NCR ready to revert to GCQ, says Lorenzana; solon thinks otherwise

National Task Force Against COVID-19 chairman Secretary Delfin Lorenzana said Monday that the National Capital Region (NCR or Metro Manila) is ready to revert to the less restrictive General Community Quarantine (GCQ) after Aug. 18.

An armed member of the police special action force speaks to residents as he mans a checkpoint along a street in Navotas in suburban Manila on July 16, 2020.

“I think the trend is going down. Yesterday, mga 3,000 na lang 'yung bagong kaso (We only had 3,000 cases), down from 6,000 previously, so I think we’re ready to go down (to GCQ),” Lorenzana told ANC in an interview.

Lorenzana, secretary of the Department of National Defense, was comparing the 3,109 new cases recorded on Aug. 9 with the 6,352 new cases listed on Aug. 4. However, for the past week, the number of new cases have been averaging from 3,000 to 4,000.

Aug. 9's record was the lowest among the new cases last week. There were 5,032 new cases on Aug. 2; 3,226 on Aug. 3; 6,352 on Aug. 4; 3,462 on Aug. 5; 3,561 on Aug. 6; 3,379 on Aug. 7; and 4,226 on Aug. 8.

However, Aug. 9's record also had the highest recorded new fatalities with 61.

But House Committee on Health chairwoman Quezon Rep. Angelina Tan had earlier said two weeks of Modified Enhanced Community Quarantine (MECQ) is not enough as no are no clear changes in the number of cases.

**Data excerpts:**
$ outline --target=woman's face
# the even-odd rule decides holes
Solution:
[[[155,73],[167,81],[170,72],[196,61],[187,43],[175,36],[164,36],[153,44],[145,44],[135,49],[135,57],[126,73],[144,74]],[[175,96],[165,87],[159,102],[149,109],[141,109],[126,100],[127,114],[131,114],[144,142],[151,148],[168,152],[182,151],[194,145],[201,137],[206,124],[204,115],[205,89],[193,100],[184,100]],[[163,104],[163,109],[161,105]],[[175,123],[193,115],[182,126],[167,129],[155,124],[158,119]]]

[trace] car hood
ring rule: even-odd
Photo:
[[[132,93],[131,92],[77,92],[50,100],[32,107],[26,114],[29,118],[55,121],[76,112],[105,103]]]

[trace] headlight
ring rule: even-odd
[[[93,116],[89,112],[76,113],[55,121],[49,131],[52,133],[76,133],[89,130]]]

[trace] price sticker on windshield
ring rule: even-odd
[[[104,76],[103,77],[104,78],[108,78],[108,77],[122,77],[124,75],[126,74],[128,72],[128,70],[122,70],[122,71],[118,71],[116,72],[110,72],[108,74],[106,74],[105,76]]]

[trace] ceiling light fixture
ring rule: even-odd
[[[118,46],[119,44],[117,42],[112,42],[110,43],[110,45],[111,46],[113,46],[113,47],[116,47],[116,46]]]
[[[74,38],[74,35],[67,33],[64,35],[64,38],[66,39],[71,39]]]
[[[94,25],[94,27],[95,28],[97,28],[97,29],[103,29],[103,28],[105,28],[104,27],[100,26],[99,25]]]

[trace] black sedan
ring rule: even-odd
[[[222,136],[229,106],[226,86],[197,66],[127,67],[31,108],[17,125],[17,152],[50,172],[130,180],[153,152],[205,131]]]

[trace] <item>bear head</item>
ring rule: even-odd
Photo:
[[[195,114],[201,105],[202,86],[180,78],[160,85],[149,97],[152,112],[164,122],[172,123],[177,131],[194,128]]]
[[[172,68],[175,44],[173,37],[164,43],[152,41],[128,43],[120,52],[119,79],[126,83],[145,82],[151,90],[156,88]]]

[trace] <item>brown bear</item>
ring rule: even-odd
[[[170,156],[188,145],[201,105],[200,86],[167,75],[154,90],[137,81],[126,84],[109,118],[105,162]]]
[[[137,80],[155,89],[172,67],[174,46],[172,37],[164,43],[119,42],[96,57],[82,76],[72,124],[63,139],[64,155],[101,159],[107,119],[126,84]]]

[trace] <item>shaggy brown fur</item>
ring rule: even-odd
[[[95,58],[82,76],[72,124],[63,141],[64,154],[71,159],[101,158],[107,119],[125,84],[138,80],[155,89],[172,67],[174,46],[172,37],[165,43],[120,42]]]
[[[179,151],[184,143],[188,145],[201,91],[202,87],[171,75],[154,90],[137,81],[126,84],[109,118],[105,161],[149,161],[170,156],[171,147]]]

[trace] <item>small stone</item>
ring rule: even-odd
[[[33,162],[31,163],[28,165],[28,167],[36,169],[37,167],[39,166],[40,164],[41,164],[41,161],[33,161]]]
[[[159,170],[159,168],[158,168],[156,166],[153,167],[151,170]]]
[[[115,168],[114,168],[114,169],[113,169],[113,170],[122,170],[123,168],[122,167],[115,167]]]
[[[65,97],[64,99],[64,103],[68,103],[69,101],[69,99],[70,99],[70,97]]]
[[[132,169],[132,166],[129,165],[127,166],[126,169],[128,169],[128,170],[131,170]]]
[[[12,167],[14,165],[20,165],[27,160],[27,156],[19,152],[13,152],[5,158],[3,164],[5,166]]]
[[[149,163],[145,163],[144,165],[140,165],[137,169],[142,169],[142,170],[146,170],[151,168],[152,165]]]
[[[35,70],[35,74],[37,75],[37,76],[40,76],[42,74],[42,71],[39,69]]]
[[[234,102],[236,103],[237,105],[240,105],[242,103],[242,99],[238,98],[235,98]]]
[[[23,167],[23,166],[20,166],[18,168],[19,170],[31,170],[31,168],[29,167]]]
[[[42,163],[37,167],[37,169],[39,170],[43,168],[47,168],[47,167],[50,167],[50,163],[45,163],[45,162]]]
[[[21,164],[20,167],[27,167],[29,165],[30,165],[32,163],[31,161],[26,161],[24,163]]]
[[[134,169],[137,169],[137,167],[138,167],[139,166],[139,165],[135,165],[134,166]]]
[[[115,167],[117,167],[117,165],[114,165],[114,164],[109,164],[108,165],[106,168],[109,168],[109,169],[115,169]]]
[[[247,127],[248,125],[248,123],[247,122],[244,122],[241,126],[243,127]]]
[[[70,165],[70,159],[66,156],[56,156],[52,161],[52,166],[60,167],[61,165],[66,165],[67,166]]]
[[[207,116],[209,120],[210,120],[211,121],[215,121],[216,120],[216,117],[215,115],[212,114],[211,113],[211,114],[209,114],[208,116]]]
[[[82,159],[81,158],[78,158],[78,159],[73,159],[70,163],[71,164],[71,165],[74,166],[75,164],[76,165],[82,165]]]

**Prompt A:**
Retype the passage of the article on Metro Manila's quarantine status between "National Task Force" and "July 16, 2020.", inclusive.
**Prompt B:**
According to the article on Metro Manila's quarantine status, how many new fatalities were recorded on Aug. 9?
**Prompt C:**
Write what comes next in the article on Metro Manila's quarantine status, picking up after its final sentence.

**Exercise output A:**
National Task Force Against COVID-19 chairman Secretary Delfin Lorenzana said Monday that the National Capital Region (NCR or Metro Manila) is ready to revert to the less restrictive General Community Quarantine (GCQ) after Aug. 18.

An armed member of the police special action force speaks to residents as he mans a checkpoint along a street in Navotas in suburban Manila on July 16, 2020.

**Exercise output B:**
61

**Exercise output C:**
“Actually to tell you honestly, hindi talaga siya enough (the 15-day breather is not enough), like for example, almost one week na tayo (we’re almost one week) and hindi natin nakikita ang (we have not seen any) changes in the numbers nung ating (of our) cases so ‘yung two weeks is not enough para talagang maachieve natin ang target na mapababa ang numero ng kaso (to achieve out target to reduce the number of cases),” she told the DZBB in an interview Sunday.

The NTF chairman added the country can no longer "continue" to be under a Modified Enhanced Community Quarantine (MECQ).

President Duterte placed Metro Manila and four provinces under MECQ from Aug. 4 to 18, following a call for a “time out” from the medical community.

But House Committee on Health chairwoman Quezon Rep. Angelina Tan said the two-week “timeout” granted to the medical community is “not enough” to address the problems in the country’s healthcare system.

She said the medical workers should be given more time and lee-way to strategize and come up with a definite plan to address the problems hounding the country’s healthcare system.

Lorenzana said the possibility of extending the MECQ in Metro Manila is still there but this will only be considered if the new cases reach as high as 10,000 to 12,000 per day.

Presidential spokesman Harry Roque said the extension of the MECQ in the NCR and nearby areas would be up to the Inter-Agency Task Force for the Management of Emerging Infectious Diseases (IATF) as it is a delicate decision to be made.

“On the suggestion to make the MECQ effective for one month, this is a decision that has to be made by the (IATF),” he said.

“It entails a delicate balancing of protecting and saving people’s health to protecting and saving the economic health of the nation,” he added.

According to Roque, the Palace will have to wait to assess the existing MECQ because its effects will not be felt immediately.

“We understand that the effects of the recent implementation of MECQ measures in the NCR and nearby areas would be felt two to three weeks after its enforcement,” he said.

“The incubation period for COVID-19, according to health experts, is 14 days so we just have to wait for that time to ascertain the health impact of the MECQ classification,” he added.

But Lorenzana said the government is now capable of locating areas where most of the cases were being recorded.

"We already know the areas with the infectation. That's where we will focus so that the other (areas) can also go to work," he said.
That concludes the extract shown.